Collected data:

_ _ _ _ _

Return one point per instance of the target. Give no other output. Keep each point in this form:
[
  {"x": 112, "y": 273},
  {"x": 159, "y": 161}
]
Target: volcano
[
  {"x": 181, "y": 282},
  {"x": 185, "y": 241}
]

_ _ _ _ _

Update the lines above by replacing "volcano" with "mountain" and leaving everything else unchanged.

Return one point per instance of the target. Give no other output. Keep each point in this form:
[
  {"x": 112, "y": 273},
  {"x": 159, "y": 161}
]
Target: mountain
[
  {"x": 181, "y": 282},
  {"x": 185, "y": 241}
]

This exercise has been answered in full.